Find every line in the entries below that contains the word "minaret", matching case exactly, and copy each of those lines.

START Records for this exercise

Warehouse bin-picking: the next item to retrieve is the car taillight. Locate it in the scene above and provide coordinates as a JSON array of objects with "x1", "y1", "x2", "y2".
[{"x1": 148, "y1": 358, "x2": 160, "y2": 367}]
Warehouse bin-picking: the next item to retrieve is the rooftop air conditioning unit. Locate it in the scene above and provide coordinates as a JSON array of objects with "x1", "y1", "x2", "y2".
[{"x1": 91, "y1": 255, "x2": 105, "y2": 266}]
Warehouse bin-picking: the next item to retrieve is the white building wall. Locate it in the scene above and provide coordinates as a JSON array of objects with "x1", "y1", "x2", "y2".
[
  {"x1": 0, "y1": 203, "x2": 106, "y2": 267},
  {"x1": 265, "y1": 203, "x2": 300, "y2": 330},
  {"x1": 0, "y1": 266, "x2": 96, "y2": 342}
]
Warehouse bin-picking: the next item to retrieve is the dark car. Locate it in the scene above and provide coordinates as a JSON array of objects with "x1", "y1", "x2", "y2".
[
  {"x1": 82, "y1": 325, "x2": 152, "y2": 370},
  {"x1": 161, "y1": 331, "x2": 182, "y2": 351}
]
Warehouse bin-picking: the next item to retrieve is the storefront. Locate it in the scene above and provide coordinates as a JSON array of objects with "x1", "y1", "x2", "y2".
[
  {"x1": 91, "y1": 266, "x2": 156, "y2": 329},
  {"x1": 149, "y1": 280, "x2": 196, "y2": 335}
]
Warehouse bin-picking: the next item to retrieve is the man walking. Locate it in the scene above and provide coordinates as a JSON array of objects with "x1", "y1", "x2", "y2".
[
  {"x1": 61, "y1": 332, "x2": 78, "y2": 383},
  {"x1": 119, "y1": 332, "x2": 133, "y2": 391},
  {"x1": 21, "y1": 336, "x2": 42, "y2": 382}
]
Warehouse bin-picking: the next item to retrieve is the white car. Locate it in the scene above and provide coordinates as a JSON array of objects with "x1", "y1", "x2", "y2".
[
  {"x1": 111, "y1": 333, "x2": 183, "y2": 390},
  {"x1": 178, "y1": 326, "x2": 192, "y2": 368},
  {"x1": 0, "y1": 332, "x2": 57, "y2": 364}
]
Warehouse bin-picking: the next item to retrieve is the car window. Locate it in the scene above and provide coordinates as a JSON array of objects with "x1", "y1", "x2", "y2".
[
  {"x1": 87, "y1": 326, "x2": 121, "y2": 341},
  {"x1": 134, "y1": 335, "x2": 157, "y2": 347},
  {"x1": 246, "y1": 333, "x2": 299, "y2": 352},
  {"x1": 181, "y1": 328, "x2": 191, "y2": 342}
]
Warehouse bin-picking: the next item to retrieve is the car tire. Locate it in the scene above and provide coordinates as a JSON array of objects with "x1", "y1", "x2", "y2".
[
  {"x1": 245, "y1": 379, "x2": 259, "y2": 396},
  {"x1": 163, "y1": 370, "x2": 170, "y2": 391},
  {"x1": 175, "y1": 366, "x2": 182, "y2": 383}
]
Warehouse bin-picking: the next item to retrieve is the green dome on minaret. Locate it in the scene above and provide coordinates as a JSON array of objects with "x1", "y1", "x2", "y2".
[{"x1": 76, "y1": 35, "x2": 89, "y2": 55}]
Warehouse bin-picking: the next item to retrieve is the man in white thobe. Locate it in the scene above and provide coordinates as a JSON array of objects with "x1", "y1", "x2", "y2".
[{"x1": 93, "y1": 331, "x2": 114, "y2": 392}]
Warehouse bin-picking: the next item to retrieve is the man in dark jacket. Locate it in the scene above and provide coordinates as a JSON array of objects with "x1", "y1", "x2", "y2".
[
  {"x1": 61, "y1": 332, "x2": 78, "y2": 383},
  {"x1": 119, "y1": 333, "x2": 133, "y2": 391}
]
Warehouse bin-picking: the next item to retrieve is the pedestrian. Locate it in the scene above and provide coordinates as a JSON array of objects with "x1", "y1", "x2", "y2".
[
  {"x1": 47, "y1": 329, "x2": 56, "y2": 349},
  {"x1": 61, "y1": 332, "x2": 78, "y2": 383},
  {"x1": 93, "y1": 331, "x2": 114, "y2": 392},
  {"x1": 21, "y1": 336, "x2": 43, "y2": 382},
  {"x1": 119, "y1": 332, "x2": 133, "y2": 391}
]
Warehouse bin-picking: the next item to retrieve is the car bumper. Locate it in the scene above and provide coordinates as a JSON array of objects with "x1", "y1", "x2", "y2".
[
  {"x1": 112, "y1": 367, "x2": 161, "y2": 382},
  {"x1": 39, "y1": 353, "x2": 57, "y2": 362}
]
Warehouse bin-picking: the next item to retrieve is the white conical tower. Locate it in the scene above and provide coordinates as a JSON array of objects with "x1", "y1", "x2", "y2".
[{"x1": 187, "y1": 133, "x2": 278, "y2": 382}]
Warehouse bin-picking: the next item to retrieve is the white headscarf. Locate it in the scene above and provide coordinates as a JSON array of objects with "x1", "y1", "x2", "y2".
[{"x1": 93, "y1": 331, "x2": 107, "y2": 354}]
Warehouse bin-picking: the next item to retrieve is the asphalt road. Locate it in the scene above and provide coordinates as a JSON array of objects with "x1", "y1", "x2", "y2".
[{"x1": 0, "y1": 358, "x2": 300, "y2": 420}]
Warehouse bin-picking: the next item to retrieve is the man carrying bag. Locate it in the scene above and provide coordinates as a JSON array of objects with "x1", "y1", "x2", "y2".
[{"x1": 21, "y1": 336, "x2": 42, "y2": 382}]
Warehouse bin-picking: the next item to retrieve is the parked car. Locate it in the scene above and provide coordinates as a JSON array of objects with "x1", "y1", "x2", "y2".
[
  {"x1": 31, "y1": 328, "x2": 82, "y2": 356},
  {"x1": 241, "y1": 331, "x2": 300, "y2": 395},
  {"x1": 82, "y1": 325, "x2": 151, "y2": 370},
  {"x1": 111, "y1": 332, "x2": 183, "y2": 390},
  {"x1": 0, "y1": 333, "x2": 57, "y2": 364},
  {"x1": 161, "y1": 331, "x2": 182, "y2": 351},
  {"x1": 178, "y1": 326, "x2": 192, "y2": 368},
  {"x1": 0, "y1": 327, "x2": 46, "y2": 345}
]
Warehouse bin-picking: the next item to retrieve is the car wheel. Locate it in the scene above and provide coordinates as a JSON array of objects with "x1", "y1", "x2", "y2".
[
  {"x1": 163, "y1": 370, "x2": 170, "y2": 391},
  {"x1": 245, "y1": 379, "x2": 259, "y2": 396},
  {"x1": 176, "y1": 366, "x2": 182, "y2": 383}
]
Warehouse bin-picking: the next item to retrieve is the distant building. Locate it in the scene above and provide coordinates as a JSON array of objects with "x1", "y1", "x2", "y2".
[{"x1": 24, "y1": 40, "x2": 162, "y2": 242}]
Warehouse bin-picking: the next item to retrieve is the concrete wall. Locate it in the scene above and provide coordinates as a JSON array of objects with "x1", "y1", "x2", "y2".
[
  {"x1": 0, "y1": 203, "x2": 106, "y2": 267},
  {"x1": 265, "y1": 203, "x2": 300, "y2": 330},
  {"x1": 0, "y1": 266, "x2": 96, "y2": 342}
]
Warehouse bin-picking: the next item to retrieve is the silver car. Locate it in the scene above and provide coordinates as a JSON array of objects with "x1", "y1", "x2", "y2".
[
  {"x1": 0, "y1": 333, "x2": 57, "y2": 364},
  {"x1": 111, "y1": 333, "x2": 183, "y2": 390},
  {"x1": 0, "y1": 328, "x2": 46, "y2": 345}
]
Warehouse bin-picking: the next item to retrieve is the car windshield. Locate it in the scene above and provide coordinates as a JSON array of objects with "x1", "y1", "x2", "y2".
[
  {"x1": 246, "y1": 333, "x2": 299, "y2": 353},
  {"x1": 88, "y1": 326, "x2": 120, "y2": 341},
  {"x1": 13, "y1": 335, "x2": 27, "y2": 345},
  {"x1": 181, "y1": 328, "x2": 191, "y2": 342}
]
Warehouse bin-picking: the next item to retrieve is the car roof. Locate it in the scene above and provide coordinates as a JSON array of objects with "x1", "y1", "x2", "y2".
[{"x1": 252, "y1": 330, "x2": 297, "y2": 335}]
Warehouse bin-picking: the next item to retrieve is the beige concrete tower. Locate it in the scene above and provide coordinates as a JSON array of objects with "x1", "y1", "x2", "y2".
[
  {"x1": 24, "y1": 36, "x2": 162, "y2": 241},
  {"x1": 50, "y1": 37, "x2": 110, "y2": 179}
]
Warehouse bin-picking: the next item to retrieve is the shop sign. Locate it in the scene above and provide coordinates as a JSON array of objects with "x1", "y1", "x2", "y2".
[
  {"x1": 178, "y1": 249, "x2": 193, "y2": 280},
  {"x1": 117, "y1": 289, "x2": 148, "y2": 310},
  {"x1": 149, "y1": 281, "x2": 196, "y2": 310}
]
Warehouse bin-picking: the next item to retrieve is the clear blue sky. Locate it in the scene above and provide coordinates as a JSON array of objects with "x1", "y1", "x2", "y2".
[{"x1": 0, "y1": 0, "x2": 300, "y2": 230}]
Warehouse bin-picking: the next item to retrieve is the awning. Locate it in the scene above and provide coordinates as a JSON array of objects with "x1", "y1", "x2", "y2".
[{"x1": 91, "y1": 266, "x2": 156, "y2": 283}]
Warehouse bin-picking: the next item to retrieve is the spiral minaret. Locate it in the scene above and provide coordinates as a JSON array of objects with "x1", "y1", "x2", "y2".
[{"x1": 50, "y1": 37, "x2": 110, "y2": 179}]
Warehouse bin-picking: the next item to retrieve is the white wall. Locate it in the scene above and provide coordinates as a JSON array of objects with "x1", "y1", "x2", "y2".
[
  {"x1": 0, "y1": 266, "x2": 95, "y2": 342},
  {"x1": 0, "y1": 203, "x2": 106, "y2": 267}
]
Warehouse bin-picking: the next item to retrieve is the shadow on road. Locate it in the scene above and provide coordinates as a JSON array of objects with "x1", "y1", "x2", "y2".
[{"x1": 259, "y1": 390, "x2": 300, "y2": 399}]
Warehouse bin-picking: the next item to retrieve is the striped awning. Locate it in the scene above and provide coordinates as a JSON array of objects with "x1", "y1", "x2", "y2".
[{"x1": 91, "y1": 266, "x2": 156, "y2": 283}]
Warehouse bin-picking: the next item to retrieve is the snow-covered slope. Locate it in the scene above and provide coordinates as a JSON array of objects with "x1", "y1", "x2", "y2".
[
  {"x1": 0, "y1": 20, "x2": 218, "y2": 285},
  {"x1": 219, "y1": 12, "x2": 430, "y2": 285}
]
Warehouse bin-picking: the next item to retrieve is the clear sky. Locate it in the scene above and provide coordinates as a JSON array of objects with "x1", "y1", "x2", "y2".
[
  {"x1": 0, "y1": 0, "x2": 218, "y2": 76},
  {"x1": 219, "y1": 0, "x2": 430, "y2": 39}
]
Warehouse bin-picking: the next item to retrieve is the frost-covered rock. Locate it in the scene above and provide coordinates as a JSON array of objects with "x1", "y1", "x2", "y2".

END Records for this exercise

**Answer to this exercise**.
Warehouse bin-picking: the next item to retrieve is the green dome on minaret. Locate it in the scene above and provide coordinates as a JSON array of objects with "x1", "y1", "x2", "y2".
Warehouse bin-picking: the next item to retrieve is the spiral minaret. Locate it in the scene above and provide coordinates as a JSON array of objects with "x1", "y1", "x2", "y2".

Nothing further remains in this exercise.